_SUPPLIED PASSAGE_:
Score:1

How to modify the path bash: /home/joydev/home/joydev/root/root-6.28.04-install/bin/thisroot.sh: No such file or directory

us flag

could you please clarify how to solve the following problem?

Whenever I am opening the terminal I am getting following message:

bash: /home/joydev/home/joydev/root/root-6.28.04-install/bin/thisroot.sh: No such file or directory

The relevant output part of cat ~/.bashrc is:

. ~/home/joydev/root/root-6.28.04-install/bin/thisroot.sh
. ~/root/root-6.28.04-install/bin/thisroot.sh
. ~/root/root-6.28.04-install/bin/thisroot.sh
. ~/root/root-6.28.04-install/bin/thisroot.sh
. ~/root/root-6.28.04-install/bin/thisroot.sh
. ~/root/root-6.28.04/buildroot/bin/thisroot.sh
. ~/root/root-6.28.04/buildroot/bin/thisroot.sh
waltinator avatar
it flag
You should have added the directory to `$PATH`: `/home/joydev/home/joydev/root/root-6.28.04-install/bin`.

_WORK TO COMPLETE_:
a. Reproduce verbatim the dataset entries from the line containing "black roof, the" through the final line of the entries.
b. Proceed with the page about the bash error for the missing thisroot.sh file, picking up after its last sentence.
The page above about the bash startup error has no connection to the dataset entries that come next.

_Entries contained in a dataset_:
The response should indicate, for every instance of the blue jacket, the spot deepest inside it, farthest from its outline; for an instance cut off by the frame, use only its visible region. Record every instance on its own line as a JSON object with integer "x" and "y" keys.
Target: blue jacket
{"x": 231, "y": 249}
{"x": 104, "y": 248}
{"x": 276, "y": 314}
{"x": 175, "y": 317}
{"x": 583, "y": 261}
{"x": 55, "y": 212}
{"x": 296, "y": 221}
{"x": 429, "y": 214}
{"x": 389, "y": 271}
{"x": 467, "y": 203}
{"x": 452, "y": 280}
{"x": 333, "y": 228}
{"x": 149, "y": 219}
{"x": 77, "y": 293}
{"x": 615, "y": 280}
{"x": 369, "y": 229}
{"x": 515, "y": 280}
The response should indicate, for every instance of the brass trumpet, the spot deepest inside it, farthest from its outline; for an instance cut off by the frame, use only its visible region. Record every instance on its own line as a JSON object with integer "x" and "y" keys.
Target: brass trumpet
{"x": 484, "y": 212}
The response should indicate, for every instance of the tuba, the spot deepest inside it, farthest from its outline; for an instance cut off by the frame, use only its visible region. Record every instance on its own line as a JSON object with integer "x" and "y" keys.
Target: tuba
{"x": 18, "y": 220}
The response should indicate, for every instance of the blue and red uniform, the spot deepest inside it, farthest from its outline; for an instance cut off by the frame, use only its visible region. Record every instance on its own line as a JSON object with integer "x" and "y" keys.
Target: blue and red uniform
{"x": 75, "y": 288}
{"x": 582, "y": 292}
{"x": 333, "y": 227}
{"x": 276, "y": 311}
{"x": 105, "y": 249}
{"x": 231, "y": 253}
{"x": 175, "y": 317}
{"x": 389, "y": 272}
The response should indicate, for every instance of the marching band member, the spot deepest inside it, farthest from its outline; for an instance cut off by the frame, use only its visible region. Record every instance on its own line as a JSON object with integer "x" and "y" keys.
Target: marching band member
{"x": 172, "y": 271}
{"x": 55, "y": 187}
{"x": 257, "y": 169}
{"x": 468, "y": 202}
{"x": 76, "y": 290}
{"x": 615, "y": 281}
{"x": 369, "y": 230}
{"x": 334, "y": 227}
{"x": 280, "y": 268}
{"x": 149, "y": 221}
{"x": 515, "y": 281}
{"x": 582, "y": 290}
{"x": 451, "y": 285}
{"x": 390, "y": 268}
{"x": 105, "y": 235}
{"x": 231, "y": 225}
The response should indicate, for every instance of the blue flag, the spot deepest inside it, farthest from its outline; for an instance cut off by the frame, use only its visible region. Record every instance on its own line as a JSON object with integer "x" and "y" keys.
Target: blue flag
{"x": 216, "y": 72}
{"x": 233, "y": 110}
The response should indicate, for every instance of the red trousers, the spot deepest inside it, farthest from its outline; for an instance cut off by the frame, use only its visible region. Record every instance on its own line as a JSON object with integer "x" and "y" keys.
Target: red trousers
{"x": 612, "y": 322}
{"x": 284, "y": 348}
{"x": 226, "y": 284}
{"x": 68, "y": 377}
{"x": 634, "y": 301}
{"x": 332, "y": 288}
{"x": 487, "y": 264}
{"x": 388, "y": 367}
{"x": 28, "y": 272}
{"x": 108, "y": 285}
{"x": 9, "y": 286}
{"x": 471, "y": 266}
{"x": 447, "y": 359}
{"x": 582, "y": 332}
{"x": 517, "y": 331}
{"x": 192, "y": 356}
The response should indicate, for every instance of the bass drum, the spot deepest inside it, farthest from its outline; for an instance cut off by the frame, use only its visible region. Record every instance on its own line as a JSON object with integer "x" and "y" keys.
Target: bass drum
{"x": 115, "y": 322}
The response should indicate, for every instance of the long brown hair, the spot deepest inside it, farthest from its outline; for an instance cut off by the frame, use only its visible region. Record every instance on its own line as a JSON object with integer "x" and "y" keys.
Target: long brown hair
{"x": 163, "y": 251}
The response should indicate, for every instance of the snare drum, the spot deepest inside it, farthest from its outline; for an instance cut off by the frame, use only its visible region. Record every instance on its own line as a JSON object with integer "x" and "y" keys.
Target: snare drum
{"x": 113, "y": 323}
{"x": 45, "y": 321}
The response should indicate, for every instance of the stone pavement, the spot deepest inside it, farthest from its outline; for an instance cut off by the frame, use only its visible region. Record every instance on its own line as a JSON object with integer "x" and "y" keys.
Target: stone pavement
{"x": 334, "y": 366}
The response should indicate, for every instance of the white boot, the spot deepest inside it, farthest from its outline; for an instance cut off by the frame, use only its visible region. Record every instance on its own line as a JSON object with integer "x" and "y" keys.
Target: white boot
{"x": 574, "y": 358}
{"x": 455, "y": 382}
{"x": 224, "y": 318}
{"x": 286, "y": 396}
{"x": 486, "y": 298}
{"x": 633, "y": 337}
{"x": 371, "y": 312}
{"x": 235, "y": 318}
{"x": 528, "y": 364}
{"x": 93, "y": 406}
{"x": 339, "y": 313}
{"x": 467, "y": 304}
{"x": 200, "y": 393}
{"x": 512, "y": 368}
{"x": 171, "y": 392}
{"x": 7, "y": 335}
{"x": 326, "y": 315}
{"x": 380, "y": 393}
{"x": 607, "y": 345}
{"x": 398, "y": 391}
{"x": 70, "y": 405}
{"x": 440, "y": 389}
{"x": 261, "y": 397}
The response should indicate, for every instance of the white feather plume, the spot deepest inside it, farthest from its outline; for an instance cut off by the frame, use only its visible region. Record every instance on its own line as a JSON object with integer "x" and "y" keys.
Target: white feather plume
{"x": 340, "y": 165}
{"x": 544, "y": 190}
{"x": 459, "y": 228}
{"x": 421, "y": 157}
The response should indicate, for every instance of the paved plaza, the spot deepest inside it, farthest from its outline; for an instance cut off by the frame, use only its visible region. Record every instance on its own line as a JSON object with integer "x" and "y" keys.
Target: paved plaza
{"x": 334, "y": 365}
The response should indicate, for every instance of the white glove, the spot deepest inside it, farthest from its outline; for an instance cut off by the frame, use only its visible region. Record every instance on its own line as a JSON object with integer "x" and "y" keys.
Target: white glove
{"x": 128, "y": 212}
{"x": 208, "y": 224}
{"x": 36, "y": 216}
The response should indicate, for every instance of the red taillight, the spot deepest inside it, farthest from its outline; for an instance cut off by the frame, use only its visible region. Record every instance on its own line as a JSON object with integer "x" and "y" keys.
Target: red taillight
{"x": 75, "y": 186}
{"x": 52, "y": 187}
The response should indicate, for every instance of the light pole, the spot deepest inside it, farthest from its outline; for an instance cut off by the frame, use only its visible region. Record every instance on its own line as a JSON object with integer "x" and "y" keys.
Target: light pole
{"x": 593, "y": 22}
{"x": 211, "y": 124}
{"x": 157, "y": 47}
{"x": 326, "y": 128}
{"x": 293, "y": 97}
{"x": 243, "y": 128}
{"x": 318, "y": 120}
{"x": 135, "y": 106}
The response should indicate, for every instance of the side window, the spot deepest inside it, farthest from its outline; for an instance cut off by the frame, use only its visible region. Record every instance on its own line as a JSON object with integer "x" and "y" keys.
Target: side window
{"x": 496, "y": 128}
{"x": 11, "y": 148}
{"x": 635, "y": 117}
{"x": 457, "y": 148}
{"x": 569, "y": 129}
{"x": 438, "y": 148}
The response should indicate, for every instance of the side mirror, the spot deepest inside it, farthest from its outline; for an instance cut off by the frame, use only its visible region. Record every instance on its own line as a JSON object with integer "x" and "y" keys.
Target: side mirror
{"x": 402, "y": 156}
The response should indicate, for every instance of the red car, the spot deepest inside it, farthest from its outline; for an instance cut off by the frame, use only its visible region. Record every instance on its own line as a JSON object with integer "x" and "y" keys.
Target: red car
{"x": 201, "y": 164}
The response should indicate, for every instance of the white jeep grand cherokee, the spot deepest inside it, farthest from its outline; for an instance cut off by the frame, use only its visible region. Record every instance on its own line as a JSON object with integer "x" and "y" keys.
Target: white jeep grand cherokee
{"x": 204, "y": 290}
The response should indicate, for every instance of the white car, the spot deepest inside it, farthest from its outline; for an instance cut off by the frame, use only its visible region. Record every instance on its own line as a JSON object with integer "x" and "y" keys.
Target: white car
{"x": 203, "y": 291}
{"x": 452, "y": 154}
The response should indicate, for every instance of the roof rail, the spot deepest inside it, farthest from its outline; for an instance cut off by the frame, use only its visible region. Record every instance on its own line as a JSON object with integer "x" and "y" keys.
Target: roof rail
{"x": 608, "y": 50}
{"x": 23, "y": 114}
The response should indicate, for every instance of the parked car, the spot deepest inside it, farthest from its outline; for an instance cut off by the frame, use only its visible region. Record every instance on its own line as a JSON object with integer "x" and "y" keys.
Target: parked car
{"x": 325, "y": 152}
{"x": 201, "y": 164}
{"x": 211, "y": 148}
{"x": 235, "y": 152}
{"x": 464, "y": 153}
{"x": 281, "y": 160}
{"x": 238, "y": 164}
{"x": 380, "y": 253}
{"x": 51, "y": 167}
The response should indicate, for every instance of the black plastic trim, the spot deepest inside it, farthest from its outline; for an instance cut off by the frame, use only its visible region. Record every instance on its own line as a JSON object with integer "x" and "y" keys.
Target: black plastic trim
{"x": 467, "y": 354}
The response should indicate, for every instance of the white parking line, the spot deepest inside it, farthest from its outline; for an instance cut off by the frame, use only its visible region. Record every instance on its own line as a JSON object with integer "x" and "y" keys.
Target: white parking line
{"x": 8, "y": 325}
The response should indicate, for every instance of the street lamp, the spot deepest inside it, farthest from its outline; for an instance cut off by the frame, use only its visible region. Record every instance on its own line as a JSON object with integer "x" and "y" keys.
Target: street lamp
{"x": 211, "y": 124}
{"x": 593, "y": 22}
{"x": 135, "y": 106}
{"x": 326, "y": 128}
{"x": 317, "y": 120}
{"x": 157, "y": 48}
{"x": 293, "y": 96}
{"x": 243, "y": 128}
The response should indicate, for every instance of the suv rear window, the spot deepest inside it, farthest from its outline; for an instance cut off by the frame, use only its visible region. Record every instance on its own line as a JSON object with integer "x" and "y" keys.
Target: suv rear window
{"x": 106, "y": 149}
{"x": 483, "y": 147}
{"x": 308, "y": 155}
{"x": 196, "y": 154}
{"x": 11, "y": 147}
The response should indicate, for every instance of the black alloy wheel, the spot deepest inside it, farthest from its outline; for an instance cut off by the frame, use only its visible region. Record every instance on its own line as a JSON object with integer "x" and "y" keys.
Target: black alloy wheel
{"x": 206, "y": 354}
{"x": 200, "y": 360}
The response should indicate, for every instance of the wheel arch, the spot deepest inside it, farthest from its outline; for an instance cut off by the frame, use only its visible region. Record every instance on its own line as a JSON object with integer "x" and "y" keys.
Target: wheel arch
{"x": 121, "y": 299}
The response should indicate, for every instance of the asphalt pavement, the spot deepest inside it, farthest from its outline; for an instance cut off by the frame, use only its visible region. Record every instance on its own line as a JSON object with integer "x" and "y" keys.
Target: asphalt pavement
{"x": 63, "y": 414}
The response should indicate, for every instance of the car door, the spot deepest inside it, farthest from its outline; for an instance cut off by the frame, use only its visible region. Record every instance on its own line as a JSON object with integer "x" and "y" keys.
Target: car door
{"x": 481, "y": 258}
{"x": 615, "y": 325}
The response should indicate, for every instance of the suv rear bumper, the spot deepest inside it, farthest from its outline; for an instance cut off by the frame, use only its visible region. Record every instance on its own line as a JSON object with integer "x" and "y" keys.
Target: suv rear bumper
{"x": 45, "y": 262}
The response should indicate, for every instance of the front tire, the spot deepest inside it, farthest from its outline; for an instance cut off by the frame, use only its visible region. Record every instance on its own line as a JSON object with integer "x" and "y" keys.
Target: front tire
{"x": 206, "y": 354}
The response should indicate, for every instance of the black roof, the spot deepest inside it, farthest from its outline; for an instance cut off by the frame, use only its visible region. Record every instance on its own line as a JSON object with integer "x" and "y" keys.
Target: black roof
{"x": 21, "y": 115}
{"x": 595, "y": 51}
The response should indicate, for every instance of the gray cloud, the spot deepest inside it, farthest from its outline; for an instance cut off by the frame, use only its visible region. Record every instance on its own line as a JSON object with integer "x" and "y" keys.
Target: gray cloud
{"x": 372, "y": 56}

_EXPECTED RESULTS_:
a.
The response should indicate, for every instance of the black roof, the spot deepest inside it, farthest from its outline; for an instance cut off by the frame, use only its visible region. Record every instance on its own line as a JSON object with integer "x" and "y" keys.
Target: black roof
{"x": 21, "y": 115}
{"x": 595, "y": 51}
The response should indicate, for every instance of the gray cloud, the spot deepest inside it, farthest from its outline; for an instance cut off by the frame, use only its visible region. Record every instance on its own line as a JSON object with integer "x" and "y" keys.
Target: gray cloud
{"x": 372, "y": 56}

b.
Raffa avatar
jp flag
Please [edit] your question to add the output of `cat ~/.bashrc` ... The `thisroot.sh` file appears to be already called by full path so I guess `$PATH` is not the issue here but rather might be a none-existent file indeed as it appears @waltinator
Joydev avatar
us flag
Thank you very much for your comments. I am getting following l . ~/home/joydev/root/root-6.28.04-install/bin/thisroot.sh . ~/root/root-6.28.04-install/bin/thisroot.sh . ~/root/root-6.28.04-install/bin/thisroot.sh . ~/root/root-6.28.04-install/bin/thisroot.sh . ~/root/root-6.28.04-install/bin/thisroot.sh . ~/root/root-6.28.04/buildroot/bin/thisroot.sh . ~/root/root-6.28.04/buildroot/bin/thisroot.sh
Raffa avatar
jp flag
Is this all the output of `cat ~/.bashrc`?
Joydev avatar
us flag
Those are the last few lines.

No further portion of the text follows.